_Excerpted records_
══════════════════════════════
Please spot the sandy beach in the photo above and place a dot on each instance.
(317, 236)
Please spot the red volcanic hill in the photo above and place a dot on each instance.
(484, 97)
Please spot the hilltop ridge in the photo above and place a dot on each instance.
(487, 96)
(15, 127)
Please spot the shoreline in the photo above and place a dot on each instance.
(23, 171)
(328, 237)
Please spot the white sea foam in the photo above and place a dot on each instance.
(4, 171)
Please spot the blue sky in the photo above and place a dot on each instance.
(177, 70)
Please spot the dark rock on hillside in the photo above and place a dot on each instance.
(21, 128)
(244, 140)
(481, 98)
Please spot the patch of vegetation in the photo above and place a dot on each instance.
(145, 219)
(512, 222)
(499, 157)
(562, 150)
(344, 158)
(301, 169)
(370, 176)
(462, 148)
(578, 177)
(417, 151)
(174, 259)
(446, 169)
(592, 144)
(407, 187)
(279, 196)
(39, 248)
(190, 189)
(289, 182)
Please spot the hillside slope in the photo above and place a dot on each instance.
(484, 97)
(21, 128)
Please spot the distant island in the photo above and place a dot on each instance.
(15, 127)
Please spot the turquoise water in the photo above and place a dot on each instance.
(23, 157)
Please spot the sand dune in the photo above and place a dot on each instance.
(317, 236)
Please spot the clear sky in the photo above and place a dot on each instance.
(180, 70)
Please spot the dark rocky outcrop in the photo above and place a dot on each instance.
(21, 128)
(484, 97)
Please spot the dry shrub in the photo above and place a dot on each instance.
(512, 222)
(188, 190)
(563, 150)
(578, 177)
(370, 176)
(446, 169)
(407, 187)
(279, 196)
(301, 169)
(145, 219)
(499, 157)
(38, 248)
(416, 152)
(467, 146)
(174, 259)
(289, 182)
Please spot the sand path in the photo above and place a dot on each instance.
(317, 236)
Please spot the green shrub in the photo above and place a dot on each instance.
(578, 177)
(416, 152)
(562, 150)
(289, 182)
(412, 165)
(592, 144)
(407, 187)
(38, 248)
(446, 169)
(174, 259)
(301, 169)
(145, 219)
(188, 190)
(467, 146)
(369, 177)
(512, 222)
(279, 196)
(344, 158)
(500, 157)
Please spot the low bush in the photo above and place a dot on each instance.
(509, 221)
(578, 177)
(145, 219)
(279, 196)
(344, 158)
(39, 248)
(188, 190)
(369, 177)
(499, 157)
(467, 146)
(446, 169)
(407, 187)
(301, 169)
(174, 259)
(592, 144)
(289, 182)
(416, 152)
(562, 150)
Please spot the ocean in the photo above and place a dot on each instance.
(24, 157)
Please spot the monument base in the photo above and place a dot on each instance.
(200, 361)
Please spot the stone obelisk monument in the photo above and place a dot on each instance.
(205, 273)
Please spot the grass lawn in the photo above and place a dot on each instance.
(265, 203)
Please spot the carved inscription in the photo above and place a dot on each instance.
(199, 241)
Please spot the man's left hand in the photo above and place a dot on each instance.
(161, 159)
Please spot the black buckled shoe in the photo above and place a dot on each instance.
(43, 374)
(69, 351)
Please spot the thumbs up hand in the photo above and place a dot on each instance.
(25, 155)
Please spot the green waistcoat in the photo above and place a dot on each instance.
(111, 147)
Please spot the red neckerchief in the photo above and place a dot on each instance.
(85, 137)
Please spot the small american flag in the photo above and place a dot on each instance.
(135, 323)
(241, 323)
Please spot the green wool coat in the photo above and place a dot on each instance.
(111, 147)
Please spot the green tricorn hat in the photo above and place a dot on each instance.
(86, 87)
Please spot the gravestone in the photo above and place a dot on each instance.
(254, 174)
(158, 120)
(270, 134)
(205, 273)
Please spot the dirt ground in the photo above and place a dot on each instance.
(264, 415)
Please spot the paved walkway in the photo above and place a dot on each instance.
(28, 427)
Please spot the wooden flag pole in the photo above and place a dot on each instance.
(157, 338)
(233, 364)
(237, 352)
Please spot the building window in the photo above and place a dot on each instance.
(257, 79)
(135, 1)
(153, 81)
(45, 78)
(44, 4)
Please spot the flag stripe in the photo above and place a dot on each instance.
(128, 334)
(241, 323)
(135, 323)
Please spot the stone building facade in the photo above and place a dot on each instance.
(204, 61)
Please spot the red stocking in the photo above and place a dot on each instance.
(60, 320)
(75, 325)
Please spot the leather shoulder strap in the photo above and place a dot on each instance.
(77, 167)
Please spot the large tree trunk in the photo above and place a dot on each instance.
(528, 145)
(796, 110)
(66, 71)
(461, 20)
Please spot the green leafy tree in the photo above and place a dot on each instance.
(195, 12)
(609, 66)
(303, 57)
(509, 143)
══════════════════════════════
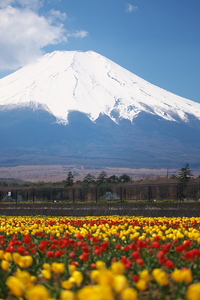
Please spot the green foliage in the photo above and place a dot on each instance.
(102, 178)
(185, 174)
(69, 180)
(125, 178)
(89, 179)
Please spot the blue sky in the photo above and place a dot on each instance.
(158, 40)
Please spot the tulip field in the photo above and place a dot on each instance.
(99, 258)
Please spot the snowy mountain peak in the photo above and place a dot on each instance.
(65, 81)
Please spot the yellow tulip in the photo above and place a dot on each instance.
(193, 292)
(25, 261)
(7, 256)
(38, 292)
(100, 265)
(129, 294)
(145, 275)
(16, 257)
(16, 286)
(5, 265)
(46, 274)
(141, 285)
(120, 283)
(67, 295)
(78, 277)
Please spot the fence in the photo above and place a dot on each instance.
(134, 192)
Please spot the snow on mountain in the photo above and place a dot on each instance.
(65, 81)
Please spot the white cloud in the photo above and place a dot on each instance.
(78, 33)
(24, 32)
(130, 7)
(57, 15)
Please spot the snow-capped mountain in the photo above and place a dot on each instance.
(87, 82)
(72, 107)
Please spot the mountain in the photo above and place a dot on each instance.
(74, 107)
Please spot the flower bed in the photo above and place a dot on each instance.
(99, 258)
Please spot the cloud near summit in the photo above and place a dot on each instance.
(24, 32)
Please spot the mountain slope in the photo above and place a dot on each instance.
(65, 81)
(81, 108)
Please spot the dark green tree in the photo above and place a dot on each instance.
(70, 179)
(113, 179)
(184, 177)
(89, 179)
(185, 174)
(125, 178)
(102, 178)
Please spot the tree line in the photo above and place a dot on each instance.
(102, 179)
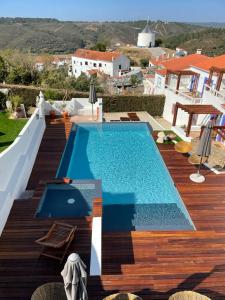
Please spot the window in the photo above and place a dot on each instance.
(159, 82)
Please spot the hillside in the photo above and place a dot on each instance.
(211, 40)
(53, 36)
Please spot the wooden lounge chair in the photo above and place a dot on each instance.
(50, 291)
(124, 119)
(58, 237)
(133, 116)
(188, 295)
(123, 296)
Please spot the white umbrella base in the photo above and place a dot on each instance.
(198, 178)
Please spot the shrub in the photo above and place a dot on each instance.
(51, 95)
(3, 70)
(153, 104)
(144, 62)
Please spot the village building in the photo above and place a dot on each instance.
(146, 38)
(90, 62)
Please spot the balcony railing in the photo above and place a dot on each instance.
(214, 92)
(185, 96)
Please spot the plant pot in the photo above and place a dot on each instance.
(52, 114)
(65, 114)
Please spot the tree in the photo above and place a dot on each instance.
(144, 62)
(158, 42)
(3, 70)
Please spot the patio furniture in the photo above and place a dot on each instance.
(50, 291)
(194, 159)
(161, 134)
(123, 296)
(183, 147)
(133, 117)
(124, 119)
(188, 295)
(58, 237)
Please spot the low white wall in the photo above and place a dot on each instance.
══════════════════════════════
_What is expected_
With the line that has "Please spot the balcony" as the first and the line that has "Please spot the low white" as the last, repeat exactly that run of lines above and no more.

_Your response_
Please spot the balcony railing in the photo above and place a dot on each instance.
(214, 92)
(185, 96)
Please spot the plant pot in the photo above and place a dot on each instance.
(52, 114)
(65, 114)
Please spot the tree in the photo above and place a dot on each instance.
(144, 62)
(158, 42)
(3, 70)
Please spot the patio furniture in the photo above and place a dot on each instance.
(50, 291)
(194, 159)
(161, 134)
(123, 296)
(183, 147)
(133, 117)
(124, 119)
(188, 295)
(58, 237)
Please spot the low white wall in the photo above and place a dot on each instance.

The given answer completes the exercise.